> _Exercise requirements_
Copy the entries exactly, through the "box: [2, 0, 242, 180]" line.

> _Data extracts_
========================

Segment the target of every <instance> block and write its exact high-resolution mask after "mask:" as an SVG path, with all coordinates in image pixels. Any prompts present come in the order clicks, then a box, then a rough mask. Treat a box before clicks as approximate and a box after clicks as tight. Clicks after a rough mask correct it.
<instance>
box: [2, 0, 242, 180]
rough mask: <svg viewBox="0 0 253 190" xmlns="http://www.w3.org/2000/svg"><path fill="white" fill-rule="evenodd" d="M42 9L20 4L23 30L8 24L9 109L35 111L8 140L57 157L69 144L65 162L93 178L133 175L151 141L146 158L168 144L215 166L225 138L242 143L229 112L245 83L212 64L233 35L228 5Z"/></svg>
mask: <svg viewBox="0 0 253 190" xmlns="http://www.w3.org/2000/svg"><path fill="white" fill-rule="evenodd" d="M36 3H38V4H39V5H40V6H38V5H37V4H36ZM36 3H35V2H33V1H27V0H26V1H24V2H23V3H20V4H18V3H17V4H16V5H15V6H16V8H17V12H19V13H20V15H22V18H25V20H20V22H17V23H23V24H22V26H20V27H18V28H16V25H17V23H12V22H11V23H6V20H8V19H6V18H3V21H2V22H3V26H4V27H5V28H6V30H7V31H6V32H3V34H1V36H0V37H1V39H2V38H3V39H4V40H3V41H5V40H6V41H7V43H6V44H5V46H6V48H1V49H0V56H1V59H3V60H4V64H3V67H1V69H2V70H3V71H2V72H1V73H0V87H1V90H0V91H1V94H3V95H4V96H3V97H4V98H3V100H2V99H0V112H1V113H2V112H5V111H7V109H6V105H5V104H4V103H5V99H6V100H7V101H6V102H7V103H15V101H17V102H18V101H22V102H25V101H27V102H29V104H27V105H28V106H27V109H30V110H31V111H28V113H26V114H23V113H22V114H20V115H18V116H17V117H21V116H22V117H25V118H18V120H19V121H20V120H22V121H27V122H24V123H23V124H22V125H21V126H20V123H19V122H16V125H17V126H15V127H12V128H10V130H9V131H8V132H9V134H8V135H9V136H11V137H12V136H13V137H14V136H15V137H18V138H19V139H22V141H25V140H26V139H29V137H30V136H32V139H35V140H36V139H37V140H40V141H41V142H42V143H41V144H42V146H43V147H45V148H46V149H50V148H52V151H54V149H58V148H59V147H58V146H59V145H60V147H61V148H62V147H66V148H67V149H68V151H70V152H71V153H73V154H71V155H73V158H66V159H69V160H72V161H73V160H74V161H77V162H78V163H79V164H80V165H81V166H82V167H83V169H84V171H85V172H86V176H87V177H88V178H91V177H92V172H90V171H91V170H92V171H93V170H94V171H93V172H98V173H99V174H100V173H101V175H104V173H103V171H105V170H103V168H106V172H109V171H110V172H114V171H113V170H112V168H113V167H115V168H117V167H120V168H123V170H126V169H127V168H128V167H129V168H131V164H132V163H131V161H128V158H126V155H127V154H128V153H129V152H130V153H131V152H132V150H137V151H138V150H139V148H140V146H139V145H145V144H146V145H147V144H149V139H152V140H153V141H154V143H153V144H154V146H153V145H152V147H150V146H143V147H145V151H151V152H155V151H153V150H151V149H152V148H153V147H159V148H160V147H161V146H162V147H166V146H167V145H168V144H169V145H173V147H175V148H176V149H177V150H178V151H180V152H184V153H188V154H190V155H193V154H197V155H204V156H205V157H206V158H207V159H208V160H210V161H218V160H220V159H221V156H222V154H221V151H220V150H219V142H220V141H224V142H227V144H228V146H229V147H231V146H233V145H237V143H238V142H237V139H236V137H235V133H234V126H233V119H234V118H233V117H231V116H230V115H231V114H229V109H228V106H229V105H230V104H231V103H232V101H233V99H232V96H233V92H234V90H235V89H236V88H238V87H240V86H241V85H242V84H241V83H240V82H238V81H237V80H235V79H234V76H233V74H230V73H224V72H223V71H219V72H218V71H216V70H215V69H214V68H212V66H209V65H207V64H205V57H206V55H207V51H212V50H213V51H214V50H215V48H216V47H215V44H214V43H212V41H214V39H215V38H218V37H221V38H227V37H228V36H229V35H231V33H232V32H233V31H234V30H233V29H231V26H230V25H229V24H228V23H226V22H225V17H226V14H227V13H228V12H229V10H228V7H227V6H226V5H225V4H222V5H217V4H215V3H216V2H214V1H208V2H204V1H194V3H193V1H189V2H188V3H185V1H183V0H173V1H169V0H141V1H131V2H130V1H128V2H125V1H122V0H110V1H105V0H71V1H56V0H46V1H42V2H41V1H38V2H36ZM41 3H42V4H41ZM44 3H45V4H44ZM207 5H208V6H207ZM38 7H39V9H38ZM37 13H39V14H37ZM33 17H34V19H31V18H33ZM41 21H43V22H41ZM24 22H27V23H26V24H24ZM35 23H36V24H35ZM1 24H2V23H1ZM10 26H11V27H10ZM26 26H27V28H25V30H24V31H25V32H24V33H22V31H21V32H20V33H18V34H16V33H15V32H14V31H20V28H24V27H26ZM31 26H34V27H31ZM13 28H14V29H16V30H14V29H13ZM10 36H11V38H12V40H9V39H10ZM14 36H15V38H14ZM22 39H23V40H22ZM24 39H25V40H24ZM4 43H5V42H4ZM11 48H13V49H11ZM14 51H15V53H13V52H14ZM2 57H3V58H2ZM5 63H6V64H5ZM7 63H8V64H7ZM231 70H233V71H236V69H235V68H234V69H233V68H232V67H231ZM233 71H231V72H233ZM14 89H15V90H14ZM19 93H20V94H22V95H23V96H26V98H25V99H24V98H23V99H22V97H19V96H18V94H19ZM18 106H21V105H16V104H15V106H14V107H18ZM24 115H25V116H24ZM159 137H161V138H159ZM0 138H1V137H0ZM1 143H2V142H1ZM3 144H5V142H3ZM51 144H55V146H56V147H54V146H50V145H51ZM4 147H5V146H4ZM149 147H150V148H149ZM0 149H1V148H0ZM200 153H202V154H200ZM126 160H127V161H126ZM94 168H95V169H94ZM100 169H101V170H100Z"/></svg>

========================

> _Response below_
Segment the target of every <instance> block and write its exact high-resolution mask after "mask:" as an SVG path, with all coordinates in image pixels. Any prompts present come in the order clicks, then a box, then a rough mask. Treat a box before clicks as approximate and a box after clicks as tight. Clicks after a rough mask correct it.
<instance>
box: [2, 0, 242, 180]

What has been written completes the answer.